Source material:
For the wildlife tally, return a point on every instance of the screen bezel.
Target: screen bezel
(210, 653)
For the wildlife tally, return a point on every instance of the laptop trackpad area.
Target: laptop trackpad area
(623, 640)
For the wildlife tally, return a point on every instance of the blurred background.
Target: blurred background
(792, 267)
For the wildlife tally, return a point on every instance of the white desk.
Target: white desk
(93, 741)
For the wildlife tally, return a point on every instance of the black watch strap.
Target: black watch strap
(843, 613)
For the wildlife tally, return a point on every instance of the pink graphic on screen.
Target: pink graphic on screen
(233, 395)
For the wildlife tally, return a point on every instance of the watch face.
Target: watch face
--
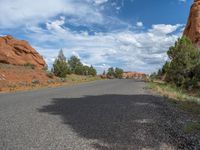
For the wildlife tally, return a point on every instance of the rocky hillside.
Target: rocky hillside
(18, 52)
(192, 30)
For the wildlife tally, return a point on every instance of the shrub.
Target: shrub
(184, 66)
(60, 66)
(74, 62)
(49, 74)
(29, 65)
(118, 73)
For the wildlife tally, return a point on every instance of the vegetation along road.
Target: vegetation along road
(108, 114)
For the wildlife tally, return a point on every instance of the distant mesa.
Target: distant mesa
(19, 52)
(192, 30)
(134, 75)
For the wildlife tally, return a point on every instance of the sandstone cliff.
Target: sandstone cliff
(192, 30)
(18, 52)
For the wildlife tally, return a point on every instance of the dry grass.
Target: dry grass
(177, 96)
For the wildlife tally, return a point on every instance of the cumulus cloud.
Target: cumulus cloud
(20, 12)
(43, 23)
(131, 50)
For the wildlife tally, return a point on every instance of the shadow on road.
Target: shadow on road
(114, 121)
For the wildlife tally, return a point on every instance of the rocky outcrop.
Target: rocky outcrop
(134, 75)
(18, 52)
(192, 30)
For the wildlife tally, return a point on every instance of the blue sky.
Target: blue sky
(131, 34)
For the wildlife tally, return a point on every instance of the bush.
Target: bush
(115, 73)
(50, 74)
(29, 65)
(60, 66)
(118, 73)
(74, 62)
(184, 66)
---
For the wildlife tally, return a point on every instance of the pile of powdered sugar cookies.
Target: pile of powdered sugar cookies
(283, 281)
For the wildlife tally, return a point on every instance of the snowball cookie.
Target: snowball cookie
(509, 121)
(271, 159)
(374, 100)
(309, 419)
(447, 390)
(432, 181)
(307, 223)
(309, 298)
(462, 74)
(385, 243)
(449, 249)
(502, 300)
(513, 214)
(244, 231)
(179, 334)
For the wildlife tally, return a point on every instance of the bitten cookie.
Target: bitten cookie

Task details:
List each line from the items above that contains the word "hillside".

Correct result:
For the wildlife tally, return a point on every instance of the rocky hillside.
Target: rocky hillside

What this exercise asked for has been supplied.